ACTIONS TO TAKE:
1. Name every political party mentioned in the news article.
2. Copy the stretch of the news article from "The first public" through "the Zimbabwe issue.", putting "persistent" in place of "perennial".

TEXT SECTION:
<<<<
/ 27 January 2004

DA, NNP clash over Zimbabwe issue

The first public verbal battles in South Africa’s election campaign between the traditional parties of the white minority have focused not on domestic economic policies or development issues — but on the perennial problem of neighbouring Zimbabwe.

New National Party leader and Western Cape Premier Marthinus van Schalkwyk — who withdrew his party from the official opposition Democratic Alliance more than two years ago in a messy political divorce and jumped into a ”working relationship” with the ruling African National Congress — has come out with guns firing over the Zimbabwe issue.

Van Schalkwyk told national newspapers on Monday that the ANC-NNP election campaigns would seek to discredit the DA’s ”message of fear”, which warns the electorate to vote for it or face the possibility of a South Africa that will degenerate into a Zimbabwe. Van Schalkwyk has repeatedly argued that an NNP vote will be one that will have influence with the government.

But DA chief whip Douglas Gibson said on Tuesday the NNP, the former apartheid party, has abandoned its supporters by climbing into bed with the ANC ”and its supporters have, in turn, abandoned the NNP”.

He argued that Van Schalkwyk ”is clutching at straws in his desperate attempt to spin his way out of the hole into which he has dug his party”.
>>>>
DATA SEGMENT:
<<<<
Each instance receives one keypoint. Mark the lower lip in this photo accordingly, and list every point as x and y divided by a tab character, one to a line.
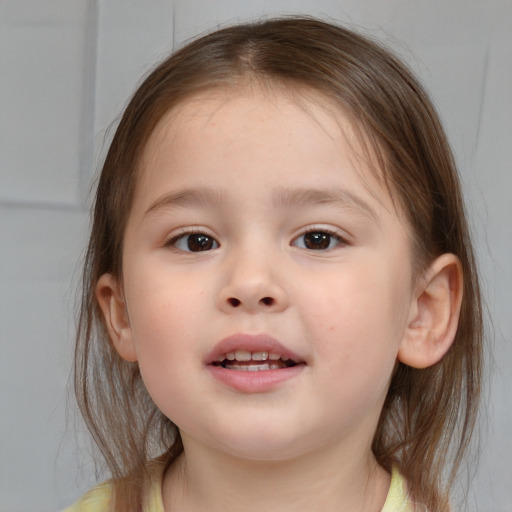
>>>>
OUTPUTS BY TASK:
1.
- Democratic Alliance (DA)
- New National Party (NNP)
- African National Congress (ANC)

2.
The first public verbal battles in South Africa’s election campaign between the traditional parties of the white minority have focused not on domestic economic policies or development issues — but on the persistent problem of neighbouring Zimbabwe.

New National Party leader and Western Cape Premier Marthinus van Schalkwyk — who withdrew his party from the official opposition Democratic Alliance more than two years ago in a messy political divorce and jumped into a ”working relationship” with the ruling African National Congress — has come out with guns firing over the Zimbabwe issue.